OBJECTIVE ::
Reproduce the records below, substituting "one per line" for each occurrence of "newline-separated" and leaving everything else as it stands.
.....
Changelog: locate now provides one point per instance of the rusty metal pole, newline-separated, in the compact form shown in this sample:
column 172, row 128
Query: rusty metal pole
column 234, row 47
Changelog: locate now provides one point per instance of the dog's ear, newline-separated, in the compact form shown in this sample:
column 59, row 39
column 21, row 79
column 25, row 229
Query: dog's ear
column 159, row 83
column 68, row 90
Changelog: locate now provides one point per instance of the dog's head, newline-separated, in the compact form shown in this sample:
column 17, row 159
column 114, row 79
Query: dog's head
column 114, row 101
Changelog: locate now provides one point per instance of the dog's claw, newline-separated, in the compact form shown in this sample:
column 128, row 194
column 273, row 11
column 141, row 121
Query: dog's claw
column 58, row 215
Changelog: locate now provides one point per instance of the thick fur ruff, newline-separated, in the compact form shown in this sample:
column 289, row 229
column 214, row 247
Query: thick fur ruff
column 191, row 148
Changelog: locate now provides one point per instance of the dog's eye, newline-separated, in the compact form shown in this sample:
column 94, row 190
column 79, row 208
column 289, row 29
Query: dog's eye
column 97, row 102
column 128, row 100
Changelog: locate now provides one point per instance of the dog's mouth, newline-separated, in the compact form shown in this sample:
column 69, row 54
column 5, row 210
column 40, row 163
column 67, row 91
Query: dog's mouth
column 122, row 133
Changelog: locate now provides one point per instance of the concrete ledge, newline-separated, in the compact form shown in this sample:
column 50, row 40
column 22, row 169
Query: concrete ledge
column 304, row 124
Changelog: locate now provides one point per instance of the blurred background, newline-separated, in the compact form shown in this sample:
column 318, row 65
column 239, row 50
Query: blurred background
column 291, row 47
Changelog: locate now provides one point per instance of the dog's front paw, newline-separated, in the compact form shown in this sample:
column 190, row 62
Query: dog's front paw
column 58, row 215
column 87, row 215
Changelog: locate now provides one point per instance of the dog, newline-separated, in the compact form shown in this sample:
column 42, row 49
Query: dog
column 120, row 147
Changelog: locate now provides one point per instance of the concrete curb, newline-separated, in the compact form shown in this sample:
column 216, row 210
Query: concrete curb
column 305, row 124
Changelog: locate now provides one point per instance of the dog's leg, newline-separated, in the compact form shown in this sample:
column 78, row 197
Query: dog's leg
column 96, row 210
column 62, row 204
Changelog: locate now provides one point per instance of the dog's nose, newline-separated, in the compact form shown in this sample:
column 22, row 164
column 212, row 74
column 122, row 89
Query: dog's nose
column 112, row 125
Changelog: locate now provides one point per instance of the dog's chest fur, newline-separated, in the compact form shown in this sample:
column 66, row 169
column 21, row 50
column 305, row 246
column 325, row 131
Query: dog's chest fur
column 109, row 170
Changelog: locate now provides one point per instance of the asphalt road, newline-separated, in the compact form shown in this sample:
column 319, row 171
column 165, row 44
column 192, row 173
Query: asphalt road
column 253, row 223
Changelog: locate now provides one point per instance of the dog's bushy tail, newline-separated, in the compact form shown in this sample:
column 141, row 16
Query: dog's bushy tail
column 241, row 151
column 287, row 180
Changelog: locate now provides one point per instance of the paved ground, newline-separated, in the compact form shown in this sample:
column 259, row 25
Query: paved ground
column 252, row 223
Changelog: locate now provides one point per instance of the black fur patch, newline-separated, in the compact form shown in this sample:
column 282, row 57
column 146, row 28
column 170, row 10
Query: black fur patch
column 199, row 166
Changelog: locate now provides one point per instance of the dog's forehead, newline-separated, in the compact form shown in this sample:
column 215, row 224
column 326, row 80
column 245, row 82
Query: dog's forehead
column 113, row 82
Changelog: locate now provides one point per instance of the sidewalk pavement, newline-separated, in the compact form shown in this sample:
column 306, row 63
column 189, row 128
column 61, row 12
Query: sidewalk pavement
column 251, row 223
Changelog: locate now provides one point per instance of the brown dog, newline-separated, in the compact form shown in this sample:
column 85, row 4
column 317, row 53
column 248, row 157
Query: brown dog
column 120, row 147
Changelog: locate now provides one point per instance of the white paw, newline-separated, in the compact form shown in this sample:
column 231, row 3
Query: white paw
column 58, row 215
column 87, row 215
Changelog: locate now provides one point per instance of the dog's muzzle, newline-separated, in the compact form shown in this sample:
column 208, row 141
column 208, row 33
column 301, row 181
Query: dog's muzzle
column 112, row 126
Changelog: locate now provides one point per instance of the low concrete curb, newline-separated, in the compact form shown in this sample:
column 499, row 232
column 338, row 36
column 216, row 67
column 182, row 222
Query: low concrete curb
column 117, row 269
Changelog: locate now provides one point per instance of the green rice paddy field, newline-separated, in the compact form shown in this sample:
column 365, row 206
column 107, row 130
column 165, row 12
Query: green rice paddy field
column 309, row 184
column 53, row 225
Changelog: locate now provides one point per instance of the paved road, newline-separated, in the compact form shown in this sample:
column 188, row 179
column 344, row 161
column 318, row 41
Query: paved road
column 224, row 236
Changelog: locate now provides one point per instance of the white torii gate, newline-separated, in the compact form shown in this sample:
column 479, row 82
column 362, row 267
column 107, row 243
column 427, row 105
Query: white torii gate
.....
EXERCISE ANSWER ::
Changelog: locate now provides one point per instance of the rusty metal pole, one per line, in the compact form shown in this sample:
column 172, row 128
Query: rusty metal pole
column 234, row 47
Changelog: locate now provides one point per instance of the dog's ear, one per line, in the compact form shown in this sample:
column 59, row 39
column 21, row 79
column 25, row 229
Query: dog's ear
column 159, row 83
column 68, row 90
Changelog: locate now provides one point per instance of the dog's head, one per line, in the compact form shown in this sample:
column 17, row 159
column 114, row 79
Query: dog's head
column 114, row 101
Changelog: locate now provides one point per instance of the dog's claw, one per line, in the compact form shown in this sample:
column 128, row 194
column 273, row 11
column 141, row 121
Query: dog's claw
column 58, row 215
Changelog: locate now provides one point per instance of the thick fur ruff, one per line, in the compact form shown in this sample:
column 289, row 229
column 214, row 247
Query: thick fur ruff
column 191, row 148
Changelog: locate now provides one point per instance of the dog's eye, one per line, in the compact form shown in this sample:
column 94, row 190
column 79, row 208
column 289, row 29
Query: dog's eye
column 97, row 102
column 128, row 100
Changelog: locate now provides one point per instance of the dog's mouth, one per line, in the compact form shown in this sample:
column 69, row 54
column 5, row 210
column 40, row 163
column 67, row 91
Query: dog's mouth
column 122, row 133
Changelog: locate now provides one point per instance of the concrete ledge, one per line, in the compact form shown in this sample:
column 50, row 40
column 22, row 169
Query: concrete ledge
column 304, row 124
Changelog: locate now provides one point per instance of the blurred background, one per line, in the compact form shown in this sample:
column 318, row 65
column 239, row 50
Query: blurred background
column 291, row 47
Changelog: locate now provides one point per instance of the dog's front paw, one per line, in the compact form shown in this sample:
column 190, row 62
Query: dog's front paw
column 58, row 215
column 87, row 215
Changelog: locate now provides one point per instance of the dog, one per line, in the compact form shown in this sample:
column 42, row 49
Query: dog
column 120, row 147
Changelog: locate now provides one point per instance of the concrete curb, one per line, in the compact form shown in this sample:
column 216, row 210
Query: concrete curb
column 305, row 124
Changelog: locate now provides one point per instance of the dog's leg, one per line, in the compact form shown in this sample:
column 78, row 197
Query: dog's leg
column 96, row 210
column 62, row 204
Changelog: locate now provides one point per instance of the dog's nose, one per line, in the compact form shown in this sample:
column 22, row 164
column 212, row 74
column 122, row 89
Query: dog's nose
column 112, row 125
Changelog: locate now provides one point per instance of the dog's chest fur, one per line, in the compact form shown in this sample:
column 66, row 169
column 21, row 50
column 305, row 246
column 325, row 131
Query: dog's chest fur
column 109, row 170
Changelog: locate now provides one point per instance of the asphalt road, one per line, in the compact form shown in this sample:
column 319, row 171
column 165, row 44
column 192, row 173
Query: asphalt road
column 253, row 223
Changelog: locate now provides one point per instance of the dog's bushy tail, one per line, in the compact form shown in this sample:
column 141, row 16
Query: dog's bushy tail
column 241, row 151
column 287, row 180
Changelog: locate now provides one point per instance of the paved ground, one per line, in the compact form shown in this sample:
column 259, row 25
Query: paved ground
column 252, row 223
Changelog: locate now provides one point per instance of the black fur patch, one per line, in the compact form shown in this sample:
column 282, row 57
column 146, row 28
column 170, row 10
Query: black fur patch
column 199, row 166
Changelog: locate now provides one point per instance of the dog's forehead, one per line, in the compact form shown in this sample:
column 215, row 224
column 326, row 80
column 245, row 82
Query: dog's forehead
column 113, row 82
Changelog: locate now provides one point per instance of the sidewalk pavement, one per line, in the compact form shown in this sample:
column 306, row 63
column 189, row 128
column 61, row 12
Query: sidewalk pavement
column 251, row 223
Changelog: locate now provides one point per instance of the brown dog, one per line, in the compact form shown in this sample:
column 85, row 4
column 317, row 53
column 248, row 157
Query: brown dog
column 120, row 147
Changelog: locate now provides one point per instance of the white paw, one per line, in the compact form shown in this sample:
column 231, row 3
Query: white paw
column 58, row 215
column 87, row 215
Changelog: locate now provides one point per instance of the dog's muzzle, one per line, in the compact form shown in this sample:
column 208, row 141
column 208, row 33
column 301, row 181
Query: dog's muzzle
column 112, row 126
Changelog: locate now provides one point per instance of the low concrete curb, one per line, in the compact form shown in this sample:
column 499, row 232
column 338, row 36
column 216, row 67
column 182, row 222
Query: low concrete curb
column 117, row 269
Changelog: locate now provides one point per instance of the green rice paddy field, one per line, in the compact form shown in this sample:
column 365, row 206
column 107, row 130
column 165, row 12
Query: green rice paddy field
column 309, row 184
column 53, row 225
Changelog: locate now provides one point per instance of the paved road, one per line, in the compact form shown in this sample:
column 188, row 179
column 344, row 161
column 318, row 41
Query: paved road
column 224, row 236
Changelog: locate now provides one point per instance of the white torii gate, one per line, in the compact form shown in this sample:
column 479, row 82
column 362, row 267
column 107, row 243
column 427, row 105
Query: white torii gate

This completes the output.